Text shown >>
┄┄┄┄┄┄┄┄┄┄┄┄┄┄┄┄┄┄┄┄

Welcome to Polymathic Being, a place to explore counterintuitive insights across multiple domains. These essays explore common topics from different perspectives and disciplines to uncover unique insights and solutions.
Today's topic is another of our Mixed Mental Arts and introduces a fun term, Infobesity, referring to the information overload and mental saturation that we face every day. Join in as we uncover the consequences affecting how we process the world and how too much information can create political divides. We’ll end with recommendations to improve our information fitness.
Introduction
Let’s take a moment and think of information like we think of food. We know that a diet of ultra-processed, commercially produced, marginally nutritious, and sugar-laden food, in large quantities, leads to physical obesity and subsequent health issues.
Information follows the same pattern. News media commercially churns out a never-ending torrent of information. Social media influencers are ultra-processed and contrived while the algorithms feed us sugar-laden clickbait. Our information diet typically contains limited mental nutrition to keep our brains fit and healthy.
Then add in the opinions that most problems can be solved with more information. If only we had just a bit more we’d be able to overcome all social ills. Terms like ‘low information’ or ‘uninformed’ voters are used as a pejorative and the solution is always to pour more and more information down the throats of audiences. If we top it off by blocking access to opposing information there’s no balance to our diet.
Counterintuitively, this approach is also guaranteed to backfire. More information is not better because we are not cognitively wired to make better decisions based on more information. We are wired for exactly the opposite and all this information is just making us cognitively obese, out of shape mentally, with decision fatigue.
Our Efficient Brain
My research has found that the first line in our brain’s job description is to make sense of the world around us. The brain is powerful and complex and, while the anatomy of our brains varies little from person to person, no two people perceive the world exactly the same. Individual variation in perception is a function of cognitive, affective, and memory processes that filter and sort sensory information on its way to perception, and ultimately behavior.

┄┄┄┄┄┄┄┄┄┄┄┄┄┄┄┄┄┄┄┄

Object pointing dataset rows
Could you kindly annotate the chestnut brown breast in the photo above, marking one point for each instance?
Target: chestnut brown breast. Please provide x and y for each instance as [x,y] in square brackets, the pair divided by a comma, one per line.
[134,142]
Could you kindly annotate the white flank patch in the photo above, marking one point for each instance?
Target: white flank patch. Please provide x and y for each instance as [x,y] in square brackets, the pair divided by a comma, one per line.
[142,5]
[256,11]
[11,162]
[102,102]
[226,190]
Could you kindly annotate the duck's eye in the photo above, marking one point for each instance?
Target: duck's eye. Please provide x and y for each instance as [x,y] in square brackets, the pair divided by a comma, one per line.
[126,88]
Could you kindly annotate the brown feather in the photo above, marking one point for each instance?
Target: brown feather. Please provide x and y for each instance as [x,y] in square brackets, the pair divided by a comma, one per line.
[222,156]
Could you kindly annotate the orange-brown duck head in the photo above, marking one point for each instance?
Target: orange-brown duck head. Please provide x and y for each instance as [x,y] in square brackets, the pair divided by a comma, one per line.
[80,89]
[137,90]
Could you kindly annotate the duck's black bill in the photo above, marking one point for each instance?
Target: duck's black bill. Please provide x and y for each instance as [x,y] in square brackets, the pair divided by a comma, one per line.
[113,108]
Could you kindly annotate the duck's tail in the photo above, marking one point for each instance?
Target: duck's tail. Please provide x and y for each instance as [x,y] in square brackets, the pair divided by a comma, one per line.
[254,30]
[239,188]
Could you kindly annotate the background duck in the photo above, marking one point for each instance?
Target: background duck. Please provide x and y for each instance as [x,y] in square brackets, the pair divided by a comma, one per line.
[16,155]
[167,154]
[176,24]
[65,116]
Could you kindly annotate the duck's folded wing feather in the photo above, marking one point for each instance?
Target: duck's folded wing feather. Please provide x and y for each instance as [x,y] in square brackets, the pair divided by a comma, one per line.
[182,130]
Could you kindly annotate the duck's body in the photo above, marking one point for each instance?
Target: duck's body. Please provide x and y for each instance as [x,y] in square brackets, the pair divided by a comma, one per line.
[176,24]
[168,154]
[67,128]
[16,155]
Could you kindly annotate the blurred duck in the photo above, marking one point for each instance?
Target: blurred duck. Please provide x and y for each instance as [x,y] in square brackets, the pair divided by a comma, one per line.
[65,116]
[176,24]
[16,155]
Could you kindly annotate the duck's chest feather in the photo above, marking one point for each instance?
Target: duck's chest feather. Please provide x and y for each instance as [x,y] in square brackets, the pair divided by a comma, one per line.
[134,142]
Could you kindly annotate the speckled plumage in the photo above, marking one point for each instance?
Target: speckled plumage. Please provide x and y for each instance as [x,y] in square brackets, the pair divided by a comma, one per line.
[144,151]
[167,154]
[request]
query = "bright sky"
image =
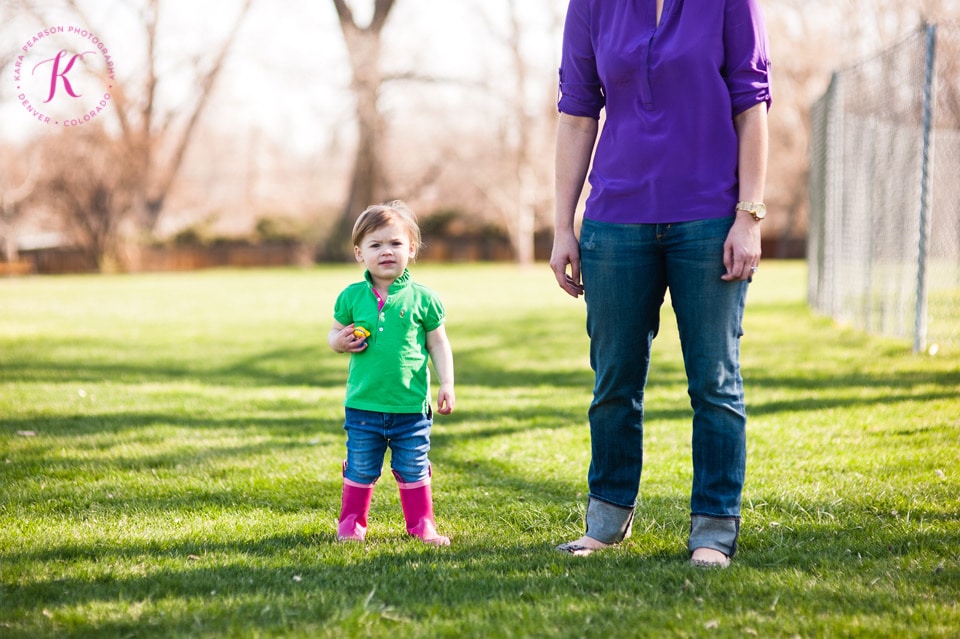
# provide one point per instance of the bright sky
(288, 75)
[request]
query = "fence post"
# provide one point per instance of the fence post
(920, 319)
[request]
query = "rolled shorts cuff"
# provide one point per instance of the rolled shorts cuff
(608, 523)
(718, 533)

┄┄┄┄┄┄┄┄┄┄┄┄┄┄┄┄┄┄┄┄

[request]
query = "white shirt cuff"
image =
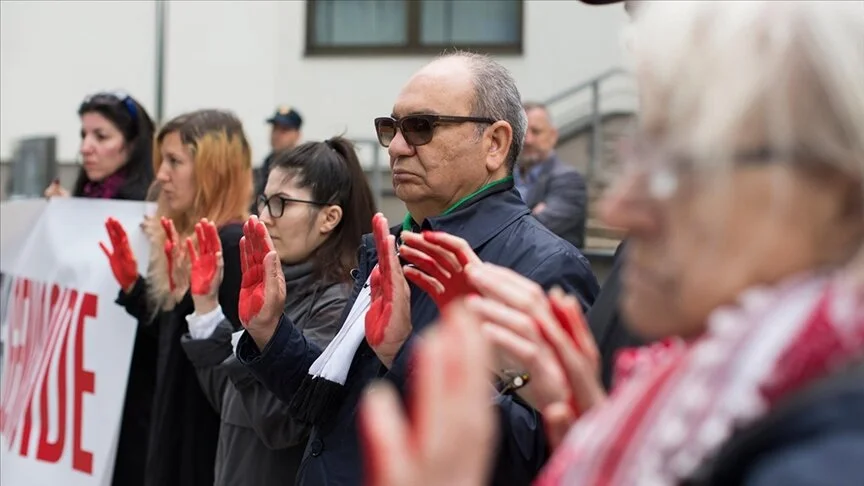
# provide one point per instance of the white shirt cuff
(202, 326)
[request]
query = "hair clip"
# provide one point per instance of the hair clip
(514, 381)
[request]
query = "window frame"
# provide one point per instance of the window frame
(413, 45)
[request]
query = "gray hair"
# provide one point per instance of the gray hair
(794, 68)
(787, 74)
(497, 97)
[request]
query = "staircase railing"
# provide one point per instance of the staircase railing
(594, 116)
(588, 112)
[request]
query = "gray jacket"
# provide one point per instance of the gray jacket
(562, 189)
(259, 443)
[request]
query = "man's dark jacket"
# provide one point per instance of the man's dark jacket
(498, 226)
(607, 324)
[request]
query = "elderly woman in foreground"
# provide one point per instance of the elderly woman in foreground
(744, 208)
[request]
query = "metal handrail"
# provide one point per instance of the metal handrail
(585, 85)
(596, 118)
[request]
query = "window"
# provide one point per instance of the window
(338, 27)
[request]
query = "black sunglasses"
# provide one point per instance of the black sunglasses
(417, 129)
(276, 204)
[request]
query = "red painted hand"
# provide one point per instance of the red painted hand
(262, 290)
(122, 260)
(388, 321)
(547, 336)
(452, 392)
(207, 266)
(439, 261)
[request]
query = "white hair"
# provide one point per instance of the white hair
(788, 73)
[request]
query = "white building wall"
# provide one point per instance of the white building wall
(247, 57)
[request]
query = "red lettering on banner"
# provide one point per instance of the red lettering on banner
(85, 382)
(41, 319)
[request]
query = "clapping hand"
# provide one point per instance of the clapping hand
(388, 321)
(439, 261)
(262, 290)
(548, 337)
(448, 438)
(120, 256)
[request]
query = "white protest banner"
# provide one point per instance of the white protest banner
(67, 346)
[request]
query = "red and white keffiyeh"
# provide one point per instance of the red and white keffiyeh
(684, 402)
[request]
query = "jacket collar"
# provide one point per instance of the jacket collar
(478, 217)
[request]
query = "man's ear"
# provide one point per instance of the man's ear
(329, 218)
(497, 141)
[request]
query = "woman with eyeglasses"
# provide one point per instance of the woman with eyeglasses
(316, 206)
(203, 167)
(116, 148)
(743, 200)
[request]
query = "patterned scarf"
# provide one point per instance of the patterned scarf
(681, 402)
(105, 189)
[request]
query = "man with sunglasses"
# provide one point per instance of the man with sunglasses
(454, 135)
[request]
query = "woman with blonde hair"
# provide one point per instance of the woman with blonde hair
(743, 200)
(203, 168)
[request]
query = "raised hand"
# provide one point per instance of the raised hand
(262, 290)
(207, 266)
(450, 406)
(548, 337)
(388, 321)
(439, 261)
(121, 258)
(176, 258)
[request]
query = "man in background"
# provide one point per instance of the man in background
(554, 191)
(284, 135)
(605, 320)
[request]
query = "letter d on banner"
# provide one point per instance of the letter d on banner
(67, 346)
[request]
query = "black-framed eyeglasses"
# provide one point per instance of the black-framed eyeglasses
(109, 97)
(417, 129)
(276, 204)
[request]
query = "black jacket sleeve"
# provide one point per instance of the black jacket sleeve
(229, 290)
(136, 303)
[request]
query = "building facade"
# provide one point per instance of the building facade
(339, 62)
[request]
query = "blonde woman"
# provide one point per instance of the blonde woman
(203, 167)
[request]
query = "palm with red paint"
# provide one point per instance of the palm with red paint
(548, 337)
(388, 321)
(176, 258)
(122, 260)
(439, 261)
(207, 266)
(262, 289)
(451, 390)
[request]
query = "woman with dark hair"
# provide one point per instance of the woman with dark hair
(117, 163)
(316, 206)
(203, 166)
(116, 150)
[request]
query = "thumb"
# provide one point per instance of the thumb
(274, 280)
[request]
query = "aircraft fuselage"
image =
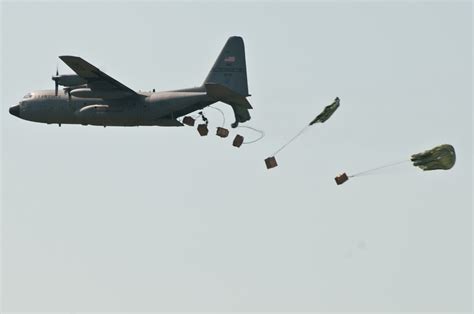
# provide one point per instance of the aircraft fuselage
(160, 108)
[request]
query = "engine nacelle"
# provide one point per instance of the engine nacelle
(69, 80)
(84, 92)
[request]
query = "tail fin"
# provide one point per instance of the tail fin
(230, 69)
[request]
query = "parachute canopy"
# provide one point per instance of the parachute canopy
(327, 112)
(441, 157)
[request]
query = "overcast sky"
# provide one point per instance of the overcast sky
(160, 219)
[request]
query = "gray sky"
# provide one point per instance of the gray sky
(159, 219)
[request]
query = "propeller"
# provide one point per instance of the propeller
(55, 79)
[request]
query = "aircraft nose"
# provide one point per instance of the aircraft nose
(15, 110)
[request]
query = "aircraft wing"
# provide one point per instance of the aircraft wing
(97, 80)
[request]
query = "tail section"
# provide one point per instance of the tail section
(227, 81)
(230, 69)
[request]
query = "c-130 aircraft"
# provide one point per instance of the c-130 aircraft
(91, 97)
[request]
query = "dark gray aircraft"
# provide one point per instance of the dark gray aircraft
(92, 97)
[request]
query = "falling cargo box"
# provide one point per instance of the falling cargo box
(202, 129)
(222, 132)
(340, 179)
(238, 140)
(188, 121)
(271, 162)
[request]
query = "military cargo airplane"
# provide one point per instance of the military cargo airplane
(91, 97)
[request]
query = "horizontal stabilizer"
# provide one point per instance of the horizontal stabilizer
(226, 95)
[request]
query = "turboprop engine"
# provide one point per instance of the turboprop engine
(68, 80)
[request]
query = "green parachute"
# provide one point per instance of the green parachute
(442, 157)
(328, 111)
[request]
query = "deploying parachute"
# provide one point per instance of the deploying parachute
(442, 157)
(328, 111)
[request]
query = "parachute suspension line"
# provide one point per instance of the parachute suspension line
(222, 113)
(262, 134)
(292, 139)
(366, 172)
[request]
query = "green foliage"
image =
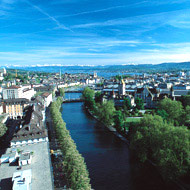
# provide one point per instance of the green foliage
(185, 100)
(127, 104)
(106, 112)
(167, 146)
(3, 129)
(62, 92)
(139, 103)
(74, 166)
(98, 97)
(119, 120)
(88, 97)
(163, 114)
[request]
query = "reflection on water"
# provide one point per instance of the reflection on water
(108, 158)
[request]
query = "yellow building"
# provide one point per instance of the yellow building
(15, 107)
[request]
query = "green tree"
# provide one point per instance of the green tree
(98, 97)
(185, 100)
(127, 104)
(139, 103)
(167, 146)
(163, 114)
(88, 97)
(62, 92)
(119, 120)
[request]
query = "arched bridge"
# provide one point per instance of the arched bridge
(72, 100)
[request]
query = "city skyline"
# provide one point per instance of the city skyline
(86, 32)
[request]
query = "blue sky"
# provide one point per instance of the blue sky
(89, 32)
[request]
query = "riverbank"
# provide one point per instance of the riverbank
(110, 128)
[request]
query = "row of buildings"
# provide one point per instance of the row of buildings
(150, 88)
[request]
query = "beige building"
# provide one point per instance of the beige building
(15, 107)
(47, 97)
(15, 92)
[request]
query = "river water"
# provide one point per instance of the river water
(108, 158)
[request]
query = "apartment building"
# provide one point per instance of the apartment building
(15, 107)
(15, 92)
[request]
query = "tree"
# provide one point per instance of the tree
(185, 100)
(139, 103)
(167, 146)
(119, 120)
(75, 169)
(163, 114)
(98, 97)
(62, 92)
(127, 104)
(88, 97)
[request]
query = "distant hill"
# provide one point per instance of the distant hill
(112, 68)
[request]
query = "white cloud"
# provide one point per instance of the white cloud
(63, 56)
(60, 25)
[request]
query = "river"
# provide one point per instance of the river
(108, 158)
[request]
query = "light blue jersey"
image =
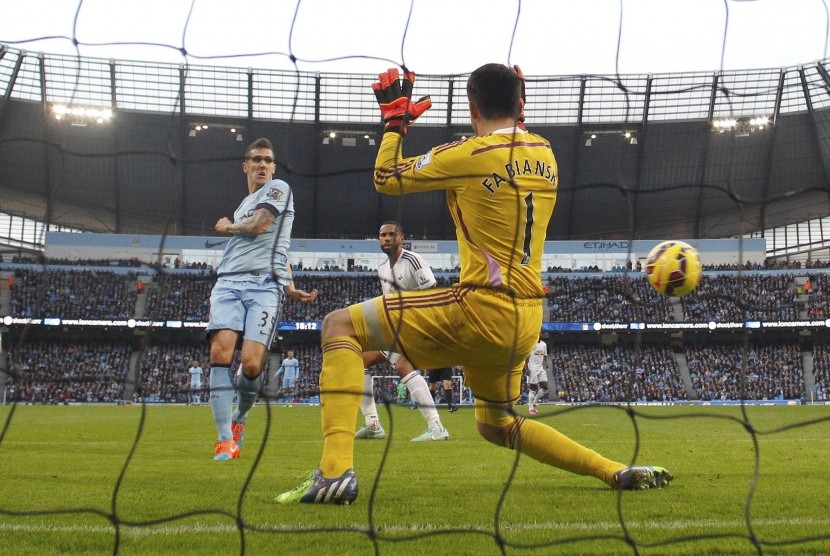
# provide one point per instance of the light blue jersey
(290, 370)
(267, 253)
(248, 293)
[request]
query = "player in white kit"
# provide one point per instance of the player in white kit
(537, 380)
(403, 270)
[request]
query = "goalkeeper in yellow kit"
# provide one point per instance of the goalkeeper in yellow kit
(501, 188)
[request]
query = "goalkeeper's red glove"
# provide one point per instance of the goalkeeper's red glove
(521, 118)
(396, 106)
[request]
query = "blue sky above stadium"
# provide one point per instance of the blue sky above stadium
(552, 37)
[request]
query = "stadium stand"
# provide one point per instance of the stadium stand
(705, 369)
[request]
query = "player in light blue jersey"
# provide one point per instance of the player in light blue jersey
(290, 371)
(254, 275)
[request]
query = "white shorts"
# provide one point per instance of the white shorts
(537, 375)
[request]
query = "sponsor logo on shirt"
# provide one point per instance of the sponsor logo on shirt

┄┄┄┄┄┄┄┄┄┄┄┄┄┄┄┄┄┄┄┄

What to do >>
**1.** According to the infobesity essay, what is the first line in the brain's job description?
**2.** Decide whether each statement agrees with the infobesity essay: (a) People are cognitively wired to make better decisions when given more information. (b) The anatomy of the brain varies little from person to person. (c) Social media influencers are described as ultra-processed.
**3.** Please write the next part of the infobesity essay, starting right after its final sentence.

Answers per task >>
**1.** To make sense of the world around us.

**2.**
(a) No: "we are not cognitively wired to make better decisions based on more information."
(b) Yes: "while the anatomy of our brains varies little from person to person"
(c) Yes: "Social media influencers are ultra-processed and contrived"

**3.**
Then we add in the layer of human culture that we inherit which represents a collective brain of humanity. Cultures can vary in priorities, beliefs, and traditions, and yet their fundamental purpose is to allow large groups of people to collaborate effectively. Like our brains, no two cultures perceive the world the same either.
Our individual and cultural brains identify patterns to make sense of this chaotic and dangerous world. They leverage personal and group experiences, distill them into heuristics, and apply them to sort through the noise to help us survive.
The second line in our brain’s job description is to be efficient. We can’t see all, hear all, or know all. Our poor little brains can’t even process it all if we could see, hear, or know all. This is where those individual and cultural sense-making heuristics come into play to reduce the cognitive burden and they manifest as cognitive biases.
Incredibly, we have over 200 cognitive biases structured around 4 categories. They allow you to deal with too much information, make decisions without enough meaning, act fast, and process information into useful memories.
You can’t not bias. There’s literally no way to avoid it if you wanted to and, as we explored in Stereotyping Properly, we apply profiles to ourselves so that we can intentionally trigger the biases of others for efficient interactions (think team uniforms and status signals.) They’re too valuable to not use.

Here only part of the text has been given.